Yapılacaklar:
A. Satış motivasyonu yazısında "Bu motivasyon araçlarından" ile başlayıp "ile kıyaslamak isterler." ifadesine kadar süren bölümü olduğu gibi yineleyin.
B. Satış motivasyonu yazısına göre satıcı neye güvenmelidir?
C. Aşağıdaki ifadelerin satış motivasyonu yazısıyla örtüşüp örtüşmediğini belirtin. Her biri için evet ya da hayır deyin ve kararı belirleyen sözleri yazıdan aynen alıntılayın.
(i) Yazarın motivasyon önerileri arasında iyi bir maaş da bulunur.
(ii) Satış müdürünün teşekkürü, herkesin bilgiye eklendiği bir e-postayla da yapılabilir.
(iii) Performans bilgilerinin tüm ekiple paylaşılması satıcılar arasında olumlu bir rekabet başlatır.

Verilen Metin:
15 Ekim 2013 Salı

Satıcıları gaza getirmek

Bana en çok sorulardan biri de “satıcılarımızı nasıl motive edeceğiz” oluyor.  Bir çırpıda cevaplarım şunlar oluyor; İşin/kazancın değerine orantılı tatmin edici prim sistemi, sistemli (kurumsallaşmış) bir satış departmanı, kişisel ve mesleki eğitimler, satıcıya hedef ve bölge vermek, uzaktan takip – yakından denetim yapmak, görüşlerini almak, gerçekleşmeleri paylaşmak. (Farkındaysanız cevaplarımın arasında “iyi bir maaş” yok. Çünkü satıcı dediğin maaşına değil, satışlardan elde edeceği prime güvenmelidir. Maaşıyla değil, primiyle övünmelidir.)

Bu motivasyon araçlarından “gerçekleşmeleri paylaşmayı” ayrı bir yere koyuyorum. Her satıcı diğer satıcıların aldığı sipariş miktarlarını, sevkiyatlarını (satışlarını), ne tür ürünler sattıklarını, hangi tür müşterilere satışlar yaptıklarını, tahsilatlarını, kazandırdıkları müşteri sayısını, şirkete kazandırdıkları karı, aldıkları primi merak eder. İçten içe bu performans kriterleri bazında nerede olduklarını da bilmek isterler. Yani kendilerini diğer satıcılar ile kıyaslamak isterler.

Eğer satış müdürleri satıcıların performanslarına dair bilgileri günlük, haftalık veya aylık olarak tüm satış ekibiyle paylaşırsa, satıcılar arasında olumlu bir rekabet başlar. Hele hele satış müdürü; en çok satış yapana, en çok kar getirene, satış ilkelerine en çok uyana, en çok bayi/müşteri kazandırana, en çok müşteri ziyareti yapana, en çok prim alana tüm ekip nezdinde teşekkür ederse (bu teşekkür herkesin CC’de olduğu bir mail ile de olabilir), teşekkür alamayanlar sonraki aylarda müdürlerinden teşekkür alabilmek için daha fazla çaba harcayacaklardır. Raporlarda sonlarda olanlar ise, bir dahaki ay sonuncu olmamak için ekstra efor sarf edeceklerdir.  


Satıcılarınızı gaza getirmek istiyorsanız onların performansını hep beraber ele alın ve rakamlarla sıralama yaparak iyi olanları (kuru bir teşekkürle de olsa) ödüllendirin. Göreceksiniz bu paylaşımınız sonrasında; tüm satıcılarınız kendilerini ve satışlarını geliştirmeye başlayacaklar.

Sağlanan Veriler:
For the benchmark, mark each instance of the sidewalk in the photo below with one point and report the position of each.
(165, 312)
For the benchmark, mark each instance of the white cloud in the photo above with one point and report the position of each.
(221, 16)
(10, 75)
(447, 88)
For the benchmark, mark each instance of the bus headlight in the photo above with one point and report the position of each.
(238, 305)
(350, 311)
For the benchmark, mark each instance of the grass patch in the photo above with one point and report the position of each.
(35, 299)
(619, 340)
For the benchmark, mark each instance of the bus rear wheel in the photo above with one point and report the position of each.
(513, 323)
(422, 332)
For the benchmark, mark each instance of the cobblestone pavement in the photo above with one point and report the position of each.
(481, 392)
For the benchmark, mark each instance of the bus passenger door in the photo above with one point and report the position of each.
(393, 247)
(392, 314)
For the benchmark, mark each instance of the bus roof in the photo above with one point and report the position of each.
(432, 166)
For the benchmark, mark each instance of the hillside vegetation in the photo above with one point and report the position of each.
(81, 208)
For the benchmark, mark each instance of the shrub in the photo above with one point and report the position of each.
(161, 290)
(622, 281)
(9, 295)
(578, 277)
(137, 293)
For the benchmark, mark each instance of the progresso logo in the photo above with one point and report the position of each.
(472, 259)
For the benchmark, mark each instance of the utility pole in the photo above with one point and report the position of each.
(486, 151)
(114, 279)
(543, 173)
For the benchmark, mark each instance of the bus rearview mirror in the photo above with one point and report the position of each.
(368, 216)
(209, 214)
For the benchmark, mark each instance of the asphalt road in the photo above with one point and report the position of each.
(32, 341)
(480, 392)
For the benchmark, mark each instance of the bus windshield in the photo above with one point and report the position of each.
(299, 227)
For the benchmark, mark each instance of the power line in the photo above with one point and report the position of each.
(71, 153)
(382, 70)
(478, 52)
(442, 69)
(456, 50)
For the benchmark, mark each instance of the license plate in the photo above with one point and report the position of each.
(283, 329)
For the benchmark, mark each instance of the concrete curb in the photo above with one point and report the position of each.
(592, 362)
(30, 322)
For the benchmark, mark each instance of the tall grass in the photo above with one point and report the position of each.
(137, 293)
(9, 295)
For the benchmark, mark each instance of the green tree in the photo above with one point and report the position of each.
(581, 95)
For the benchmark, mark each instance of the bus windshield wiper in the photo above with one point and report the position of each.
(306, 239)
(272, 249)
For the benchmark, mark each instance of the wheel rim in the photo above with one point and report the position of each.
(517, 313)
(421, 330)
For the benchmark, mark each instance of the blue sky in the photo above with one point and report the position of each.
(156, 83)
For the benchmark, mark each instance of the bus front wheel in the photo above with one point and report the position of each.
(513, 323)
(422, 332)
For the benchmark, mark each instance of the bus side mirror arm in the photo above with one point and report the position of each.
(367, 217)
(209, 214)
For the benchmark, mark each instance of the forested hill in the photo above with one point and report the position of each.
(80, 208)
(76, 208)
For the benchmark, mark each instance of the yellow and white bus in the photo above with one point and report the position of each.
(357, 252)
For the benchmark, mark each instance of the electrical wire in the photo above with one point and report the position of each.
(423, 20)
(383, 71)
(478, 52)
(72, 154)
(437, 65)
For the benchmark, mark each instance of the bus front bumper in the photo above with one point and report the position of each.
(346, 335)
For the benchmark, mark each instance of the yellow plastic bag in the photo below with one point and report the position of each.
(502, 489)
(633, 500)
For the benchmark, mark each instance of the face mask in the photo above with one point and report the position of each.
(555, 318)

Görev Sonuçları:
A.
Bu motivasyon araçlarından “gerçekleşmeleri paylaşmayı” ayrı bir yere koyuyorum. Her satıcı diğer satıcıların aldığı sipariş miktarlarını, sevkiyatlarını (satışlarını), ne tür ürünler sattıklarını, hangi tür müşterilere satışlar yaptıklarını, tahsilatlarını, kazandırdıkları müşteri sayısını, şirkete kazandırdıkları karı, aldıkları primi merak eder. İçten içe bu performans kriterleri bazında nerede olduklarını da bilmek isterler. Yani kendilerini diğer satıcılar ile kıyaslamak isterler.

B. Satıcı maaşına değil, satışlardan elde edeceği prime güvenmelidir.

C.
(i) Hayır: "Farkındaysanız cevaplarımın arasında “iyi bir maaş” yok."
(ii) Evet: "bu teşekkür herkesin CC’de olduğu bir mail ile de olabilir"
(iii) Evet: "satıcılar arasında olumlu bir rekabet başlar"